» **Requirement**
Omit every picture and output the rest of the records exactly as they are.
--- BEGIN Rows ---
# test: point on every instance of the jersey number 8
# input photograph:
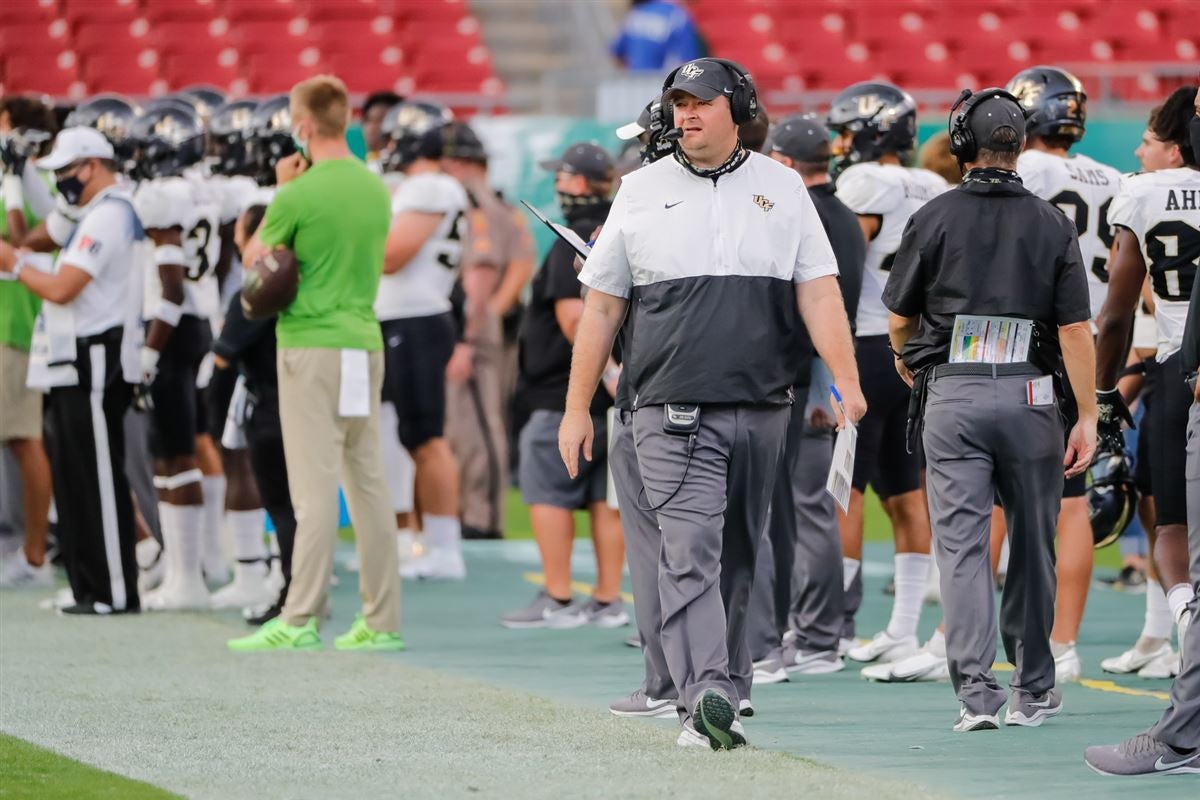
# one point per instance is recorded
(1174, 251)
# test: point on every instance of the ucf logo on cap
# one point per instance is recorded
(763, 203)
--- END Rows ---
» **Task answer**
# test: point on every instance of the jersey number 8
# input photograph:
# one point per instance is recorded
(1174, 251)
# test: point on every instance of the ucf logo on cap
# one point per instance is recorded
(763, 203)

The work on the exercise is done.